Word for word, copy the data that follows and skip its pictures.

═════ Dataset entries

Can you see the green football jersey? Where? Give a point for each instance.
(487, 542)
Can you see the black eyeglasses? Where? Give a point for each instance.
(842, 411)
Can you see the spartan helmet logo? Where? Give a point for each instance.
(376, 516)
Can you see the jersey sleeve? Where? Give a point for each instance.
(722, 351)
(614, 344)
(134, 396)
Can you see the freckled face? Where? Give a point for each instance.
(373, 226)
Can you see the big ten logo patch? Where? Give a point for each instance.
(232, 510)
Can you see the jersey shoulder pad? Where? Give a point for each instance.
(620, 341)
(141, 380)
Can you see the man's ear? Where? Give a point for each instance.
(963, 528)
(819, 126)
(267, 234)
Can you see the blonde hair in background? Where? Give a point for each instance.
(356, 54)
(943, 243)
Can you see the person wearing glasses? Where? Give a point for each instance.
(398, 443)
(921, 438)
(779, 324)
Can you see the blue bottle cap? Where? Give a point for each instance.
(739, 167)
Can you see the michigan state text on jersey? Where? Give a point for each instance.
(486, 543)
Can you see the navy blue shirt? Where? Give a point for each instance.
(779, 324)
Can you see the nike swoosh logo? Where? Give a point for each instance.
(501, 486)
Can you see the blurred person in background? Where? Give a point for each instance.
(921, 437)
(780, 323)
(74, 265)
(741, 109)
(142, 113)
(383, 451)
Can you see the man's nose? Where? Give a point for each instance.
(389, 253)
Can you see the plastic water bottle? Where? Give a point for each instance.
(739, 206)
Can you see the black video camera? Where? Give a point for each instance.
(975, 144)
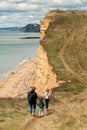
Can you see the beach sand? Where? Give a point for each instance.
(18, 83)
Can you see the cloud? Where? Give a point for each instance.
(22, 12)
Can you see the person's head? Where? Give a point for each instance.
(47, 90)
(40, 98)
(33, 88)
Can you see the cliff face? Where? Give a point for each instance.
(45, 77)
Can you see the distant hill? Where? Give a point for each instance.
(28, 28)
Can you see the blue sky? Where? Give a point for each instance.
(22, 12)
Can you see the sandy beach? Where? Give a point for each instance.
(18, 82)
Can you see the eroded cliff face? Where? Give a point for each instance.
(45, 77)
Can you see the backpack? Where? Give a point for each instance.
(32, 96)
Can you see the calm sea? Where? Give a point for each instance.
(14, 50)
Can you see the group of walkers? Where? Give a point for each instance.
(32, 100)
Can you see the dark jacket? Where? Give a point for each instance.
(41, 104)
(32, 97)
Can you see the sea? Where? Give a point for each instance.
(15, 49)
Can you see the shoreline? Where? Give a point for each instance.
(18, 82)
(9, 71)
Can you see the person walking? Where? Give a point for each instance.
(41, 107)
(32, 99)
(47, 95)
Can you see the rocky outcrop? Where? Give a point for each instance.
(45, 77)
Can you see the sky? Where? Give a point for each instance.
(19, 13)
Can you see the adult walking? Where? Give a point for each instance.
(47, 95)
(32, 98)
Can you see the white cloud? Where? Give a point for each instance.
(13, 12)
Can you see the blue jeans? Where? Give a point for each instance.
(32, 108)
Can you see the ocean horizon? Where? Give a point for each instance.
(14, 50)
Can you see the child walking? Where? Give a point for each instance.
(41, 107)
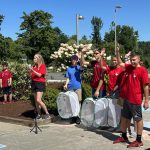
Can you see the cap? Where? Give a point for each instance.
(74, 57)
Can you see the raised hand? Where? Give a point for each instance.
(102, 51)
(117, 49)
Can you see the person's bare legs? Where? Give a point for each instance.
(5, 98)
(40, 102)
(10, 97)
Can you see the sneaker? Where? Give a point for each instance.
(38, 117)
(4, 102)
(78, 120)
(135, 144)
(132, 135)
(47, 116)
(73, 120)
(120, 140)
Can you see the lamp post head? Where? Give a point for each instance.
(80, 17)
(117, 7)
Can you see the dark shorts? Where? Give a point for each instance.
(131, 110)
(7, 90)
(38, 86)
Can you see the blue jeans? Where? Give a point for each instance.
(101, 93)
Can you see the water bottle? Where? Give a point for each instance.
(8, 82)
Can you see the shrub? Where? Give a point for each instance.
(21, 81)
(49, 98)
(86, 91)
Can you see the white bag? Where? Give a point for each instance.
(87, 112)
(114, 113)
(68, 104)
(101, 112)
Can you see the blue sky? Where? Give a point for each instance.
(134, 13)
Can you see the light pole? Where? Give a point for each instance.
(78, 17)
(116, 7)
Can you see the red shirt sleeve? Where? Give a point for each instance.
(145, 76)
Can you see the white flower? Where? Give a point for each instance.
(108, 58)
(51, 67)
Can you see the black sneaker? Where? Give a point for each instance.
(38, 117)
(78, 120)
(47, 116)
(73, 120)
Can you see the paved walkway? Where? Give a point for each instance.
(58, 136)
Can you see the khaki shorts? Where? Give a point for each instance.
(79, 93)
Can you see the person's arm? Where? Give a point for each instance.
(120, 63)
(101, 59)
(1, 83)
(66, 84)
(115, 88)
(146, 94)
(10, 81)
(96, 94)
(83, 61)
(41, 72)
(35, 72)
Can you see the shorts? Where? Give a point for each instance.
(7, 90)
(38, 86)
(102, 93)
(131, 110)
(79, 93)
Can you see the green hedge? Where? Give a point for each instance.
(86, 91)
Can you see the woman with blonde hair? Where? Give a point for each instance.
(38, 72)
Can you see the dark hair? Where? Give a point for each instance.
(4, 63)
(74, 57)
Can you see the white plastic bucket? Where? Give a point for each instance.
(87, 112)
(68, 104)
(101, 113)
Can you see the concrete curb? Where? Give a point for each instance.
(26, 122)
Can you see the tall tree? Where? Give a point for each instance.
(97, 25)
(1, 20)
(37, 34)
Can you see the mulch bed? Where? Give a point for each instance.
(17, 109)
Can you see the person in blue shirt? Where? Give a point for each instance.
(73, 81)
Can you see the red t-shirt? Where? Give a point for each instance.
(136, 78)
(42, 70)
(113, 75)
(97, 74)
(5, 75)
(121, 82)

══════════

● **Response box**
Can you see the green football jersey? Where? Give a point for each instance.
(487, 542)
Can you see the black eyeglasses? Where? Give a point for each instance.
(842, 411)
Can you see the spartan helmet logo? Where? Give a point for each instance.
(376, 516)
Can you see the jersey sleeve? Where? Give a point for each instance.
(722, 351)
(614, 344)
(134, 396)
Can you see the freckled face? Where? Give a point for each instance.
(373, 226)
Can you see the big ten logo patch? Where? Give a point for each instance.
(232, 510)
Can you see the jersey shoulder pad? Where? Give a point for each instance.
(620, 341)
(141, 380)
Can you see the man's ear? Where? Give a point for each instance.
(963, 528)
(819, 126)
(267, 234)
Can you see the blonde hair in background? Where? Give a point for each instance.
(356, 54)
(943, 243)
Can you see the person wearing glasses? Where? Give a point for each instance.
(398, 443)
(921, 438)
(779, 324)
Can you see the blue bottle cap? Where? Give a point for each instance.
(739, 167)
Can you see the michigan state text on jersey? Where? Give a point for each instance.
(486, 543)
Can you see the navy blue shirt? Where? Give a point for each instance.
(779, 324)
Can you see the nike swoosh logo? Where? Give a point for each instance.
(501, 486)
Can you see the blurred person in background? Where? Give a point for each instance.
(921, 437)
(780, 323)
(74, 265)
(741, 109)
(142, 113)
(383, 451)
Can you see the man's nose? Where? Give a point for each instance.
(389, 253)
Can you see the plastic water bottle? Where? Give a point for each instance.
(739, 206)
Can you see the black video camera? Where? Give a point for each instance.
(975, 144)
Can you see the beach sand? Where? Give a point for each instance.
(18, 83)
Can you see the cloud? Where? Give a point for each instance.
(22, 12)
Can you see the person's head? Where? Give a point for each instance.
(47, 90)
(40, 98)
(33, 88)
Can you see the cliff face? Where? Give a point for each instance.
(45, 77)
Can you see the distant hill? Where? Give a point for each instance.
(28, 28)
Can you see the blue sky? Where? Give a point for each instance.
(22, 12)
Can you see the sandy beach? Where? Give a point for each instance.
(18, 82)
Can you see the eroded cliff face? Where? Give a point for each instance.
(45, 77)
Can you see the backpack? Where? Give a point for each instance.
(32, 96)
Can you see the calm sea? Where? Give a point for each instance.
(14, 50)
Can you see the group of walkers? Where? Give a point for each instance.
(32, 100)
Can you see the dark jacket? Where? Give a point for each instance.
(41, 104)
(32, 97)
Can you see the sea? Where? Give a point for each instance.
(15, 49)
Can you see the shoreline? Where? Give a point for each instance.
(18, 82)
(9, 71)
Can you see the person walking? Where? Give a point for each instance.
(41, 107)
(32, 99)
(47, 95)
Can you see the rocky outcrop? Where? Give a point for each instance.
(45, 77)
Can you see the sky? Where? Give a point for each instance.
(19, 13)
Can you see the adult walking? Where? Give a point for each instance.
(47, 95)
(32, 98)
Can you see the white cloud? Where? Give a point for each instance.
(13, 12)
Can you see the blue jeans? Where? Give a point for each instance.
(32, 108)
Can you see the ocean horizon? Where? Give a point for each instance.
(14, 50)
Can you see the child walking? Where? Give a point for each instance.
(41, 107)
Can you see the cap? Where? Give a point for each instance.
(74, 57)
Can you see the raised hand? Where? Give a point for each instance.
(102, 51)
(117, 49)
Can you see the person's bare legs? Where? Give a point for each instance.
(5, 98)
(40, 102)
(10, 97)
Can you see the sneaker? Where? Give a point for each instance.
(38, 117)
(4, 102)
(78, 120)
(135, 144)
(132, 135)
(47, 116)
(73, 120)
(120, 140)
Can you see the lamp post head? Where? Give a point for each instance.
(80, 17)
(117, 7)
Can you see the dark shorts? Where? Give a point for each instance.
(131, 110)
(7, 90)
(38, 86)
Can you see the blue jeans? Where? Give a point for each instance.
(101, 93)
Can you see the water bottle? Where? Give a point for each instance.
(8, 82)
Can you see the shrub? Where? Give a point for each instance.
(21, 81)
(49, 98)
(86, 91)
Can you see the white bag? Where? Give a point for each instance.
(87, 112)
(114, 113)
(68, 104)
(101, 112)
Can you see the blue sky? Where? Give a point for each instance.
(134, 13)
Can you see the light pole? Where? Give a point for each instance.
(78, 17)
(116, 7)
Can you see the red shirt sleeve? Where? Give a point for each instance.
(145, 76)
Can you see the white flower? Where? Give a point for each instance.
(108, 58)
(51, 67)
Can you see the black sneaker? Where? Give a point for each instance.
(38, 117)
(78, 120)
(47, 116)
(73, 120)
Can you see the paved walkway? Where? Give a point for each instance.
(58, 136)
Can you see the khaki shorts? Where? Give a point for each instance.
(79, 93)
Can you see the person's arm? Where? Give a point for each instance.
(120, 63)
(101, 59)
(1, 83)
(66, 84)
(115, 88)
(146, 94)
(10, 81)
(96, 94)
(83, 61)
(41, 72)
(35, 72)
Can you see the shorts? Where? Give a point for each instance.
(7, 90)
(38, 86)
(102, 93)
(131, 110)
(79, 93)
Can you see the green hedge? Where? Give a point for each instance.
(86, 91)
Can you see the woman with blonde hair? Where? Give a point for each instance.
(38, 72)
Can you see the dark hair? Where? Give a point for each instance.
(4, 63)
(74, 57)
Can you see the white plastic bucket? Where? Give a point for each instance.
(87, 112)
(68, 104)
(101, 113)
Can you see the concrete curb? Where? Give a point for each instance.
(26, 122)
Can you see the tall tree? Where? Give a point for each instance.
(97, 25)
(1, 20)
(37, 34)
Can you see the mulch bed? Where? Give a point for each instance.
(17, 109)
Can you see the person in blue shirt? Where? Give a point for each instance.
(73, 81)
Can you see the red t-shirt? Where? Give a point for each instance.
(136, 78)
(42, 70)
(113, 75)
(97, 74)
(5, 75)
(121, 82)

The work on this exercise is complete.